[EXERCISE GOAL]:
Pick out every line in the items below that contains the word "rear", matching its case exactly, and copy each of those lines.
═══ DATA ENTRIES
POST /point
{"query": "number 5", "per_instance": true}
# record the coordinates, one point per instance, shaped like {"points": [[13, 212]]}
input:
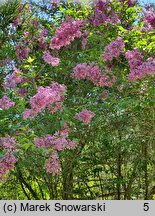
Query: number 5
{"points": [[146, 207]]}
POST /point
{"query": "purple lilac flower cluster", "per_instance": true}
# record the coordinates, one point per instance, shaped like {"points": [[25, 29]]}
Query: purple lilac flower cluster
{"points": [[91, 72], [46, 97], [6, 103], [114, 49], [149, 17], [52, 164], [50, 59], [85, 116]]}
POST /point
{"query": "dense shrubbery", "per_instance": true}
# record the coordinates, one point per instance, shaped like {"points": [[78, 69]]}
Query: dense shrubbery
{"points": [[77, 100]]}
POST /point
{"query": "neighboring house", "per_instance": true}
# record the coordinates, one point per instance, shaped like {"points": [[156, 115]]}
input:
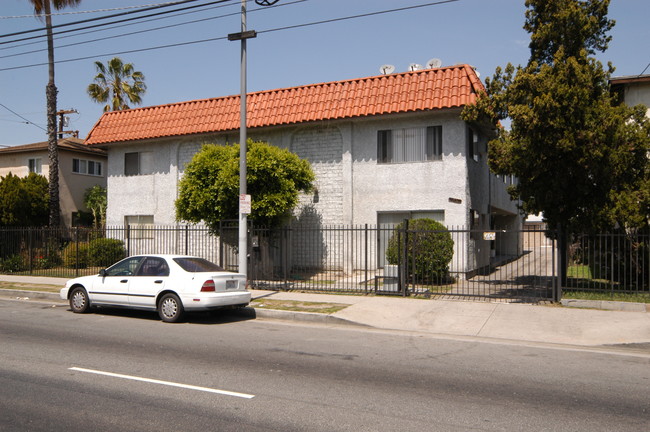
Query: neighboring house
{"points": [[80, 167], [632, 90], [384, 148]]}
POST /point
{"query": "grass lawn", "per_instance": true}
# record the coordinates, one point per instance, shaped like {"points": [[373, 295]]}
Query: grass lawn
{"points": [[583, 286], [587, 295]]}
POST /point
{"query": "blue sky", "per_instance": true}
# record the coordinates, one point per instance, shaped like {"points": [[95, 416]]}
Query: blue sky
{"points": [[483, 33]]}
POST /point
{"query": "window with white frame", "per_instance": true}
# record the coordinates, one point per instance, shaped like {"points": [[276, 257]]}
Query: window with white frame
{"points": [[138, 163], [83, 166], [409, 145], [35, 165], [473, 139]]}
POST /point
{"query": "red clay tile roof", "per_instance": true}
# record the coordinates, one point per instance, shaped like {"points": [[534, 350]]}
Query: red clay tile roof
{"points": [[71, 144], [429, 89]]}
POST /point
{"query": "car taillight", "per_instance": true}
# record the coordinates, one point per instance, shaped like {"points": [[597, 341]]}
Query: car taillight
{"points": [[208, 286]]}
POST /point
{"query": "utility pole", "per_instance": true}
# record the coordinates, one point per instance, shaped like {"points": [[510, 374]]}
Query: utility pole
{"points": [[62, 122], [243, 197]]}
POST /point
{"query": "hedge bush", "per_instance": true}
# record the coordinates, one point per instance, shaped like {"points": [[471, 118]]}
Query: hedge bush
{"points": [[12, 264], [103, 252], [73, 258], [430, 249]]}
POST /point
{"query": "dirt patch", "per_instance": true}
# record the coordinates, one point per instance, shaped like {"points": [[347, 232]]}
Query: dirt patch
{"points": [[298, 306], [30, 287]]}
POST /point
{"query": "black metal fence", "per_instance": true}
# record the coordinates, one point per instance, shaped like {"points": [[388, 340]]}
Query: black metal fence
{"points": [[518, 265]]}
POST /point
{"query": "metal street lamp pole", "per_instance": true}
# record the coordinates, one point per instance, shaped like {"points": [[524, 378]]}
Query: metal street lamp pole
{"points": [[243, 217]]}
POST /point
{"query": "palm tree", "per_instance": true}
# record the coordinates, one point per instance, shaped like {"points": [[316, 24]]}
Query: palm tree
{"points": [[118, 82], [43, 8]]}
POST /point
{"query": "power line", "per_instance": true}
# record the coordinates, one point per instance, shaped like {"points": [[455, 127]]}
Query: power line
{"points": [[91, 11], [104, 24], [357, 16], [225, 37], [646, 68], [114, 27], [143, 31], [40, 29], [27, 121]]}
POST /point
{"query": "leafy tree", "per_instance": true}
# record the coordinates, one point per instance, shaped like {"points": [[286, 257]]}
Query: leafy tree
{"points": [[24, 201], [116, 82], [580, 158], [429, 249], [209, 189], [43, 8], [95, 200]]}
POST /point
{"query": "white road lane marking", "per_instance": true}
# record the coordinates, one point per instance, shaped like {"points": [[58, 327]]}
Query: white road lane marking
{"points": [[167, 383]]}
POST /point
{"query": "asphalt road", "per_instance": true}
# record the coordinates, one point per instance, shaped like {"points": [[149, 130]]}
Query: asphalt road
{"points": [[127, 371]]}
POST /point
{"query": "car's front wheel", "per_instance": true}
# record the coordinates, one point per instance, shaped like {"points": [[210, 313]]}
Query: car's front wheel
{"points": [[170, 308], [79, 302]]}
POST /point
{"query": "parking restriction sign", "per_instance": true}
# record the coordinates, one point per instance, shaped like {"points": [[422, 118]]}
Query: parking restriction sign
{"points": [[245, 204]]}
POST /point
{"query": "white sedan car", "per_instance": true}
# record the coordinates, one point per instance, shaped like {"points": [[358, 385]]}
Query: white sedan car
{"points": [[169, 284]]}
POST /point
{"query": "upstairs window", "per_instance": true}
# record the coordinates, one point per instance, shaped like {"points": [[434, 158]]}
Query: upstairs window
{"points": [[473, 139], [131, 163], [82, 166], [138, 163], [409, 145], [35, 165]]}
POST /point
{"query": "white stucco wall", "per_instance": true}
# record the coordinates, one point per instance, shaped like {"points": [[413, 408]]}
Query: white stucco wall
{"points": [[352, 188], [638, 93]]}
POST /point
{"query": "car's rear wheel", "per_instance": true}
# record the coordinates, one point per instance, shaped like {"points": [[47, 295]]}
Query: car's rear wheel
{"points": [[170, 308], [79, 302]]}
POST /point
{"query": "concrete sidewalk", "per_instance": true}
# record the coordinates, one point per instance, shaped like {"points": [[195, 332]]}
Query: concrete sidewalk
{"points": [[503, 321]]}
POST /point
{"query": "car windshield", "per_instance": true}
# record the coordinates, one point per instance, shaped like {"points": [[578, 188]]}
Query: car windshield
{"points": [[195, 265]]}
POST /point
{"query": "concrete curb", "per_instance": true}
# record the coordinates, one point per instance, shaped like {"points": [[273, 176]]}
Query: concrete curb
{"points": [[311, 317], [40, 295], [606, 305]]}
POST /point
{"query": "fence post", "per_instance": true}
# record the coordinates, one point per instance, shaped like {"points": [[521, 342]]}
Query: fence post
{"points": [[76, 261], [403, 268], [221, 244], [365, 241], [562, 263], [128, 240], [29, 248], [187, 242]]}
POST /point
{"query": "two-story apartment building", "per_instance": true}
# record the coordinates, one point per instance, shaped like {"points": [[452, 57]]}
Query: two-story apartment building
{"points": [[383, 148], [80, 168]]}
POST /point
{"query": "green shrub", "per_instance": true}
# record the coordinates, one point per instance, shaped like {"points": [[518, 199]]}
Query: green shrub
{"points": [[45, 258], [430, 249], [12, 264], [103, 252], [73, 258]]}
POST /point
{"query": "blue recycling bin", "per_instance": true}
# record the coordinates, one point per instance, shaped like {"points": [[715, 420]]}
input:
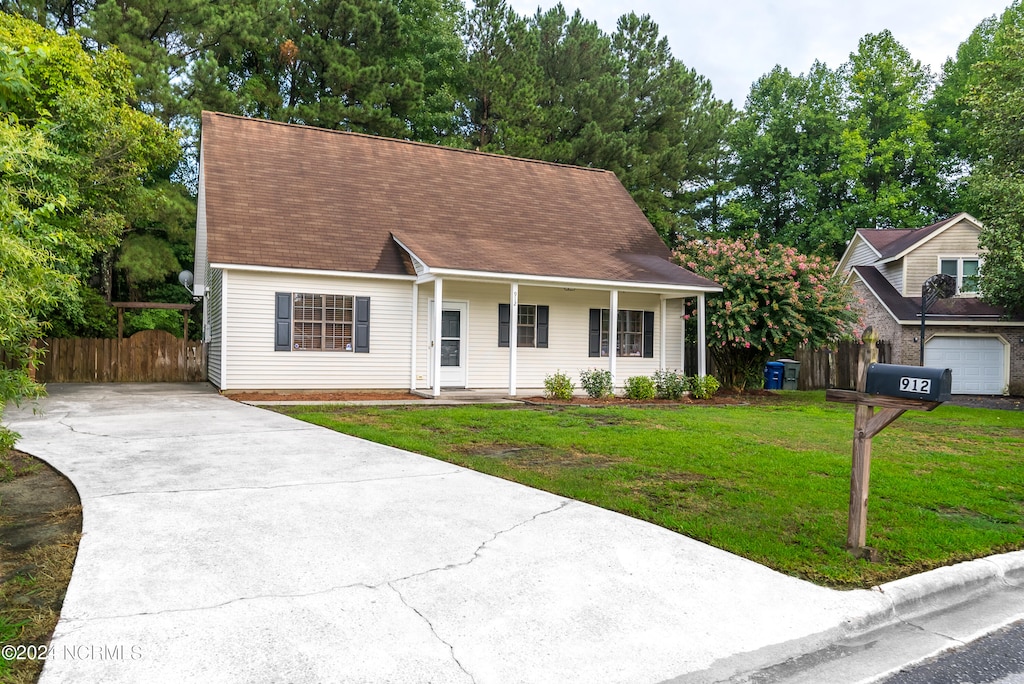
══════
[PROBLEM SOLUTION]:
{"query": "car's rear wheel", "per_instance": true}
Query: car's rear wheel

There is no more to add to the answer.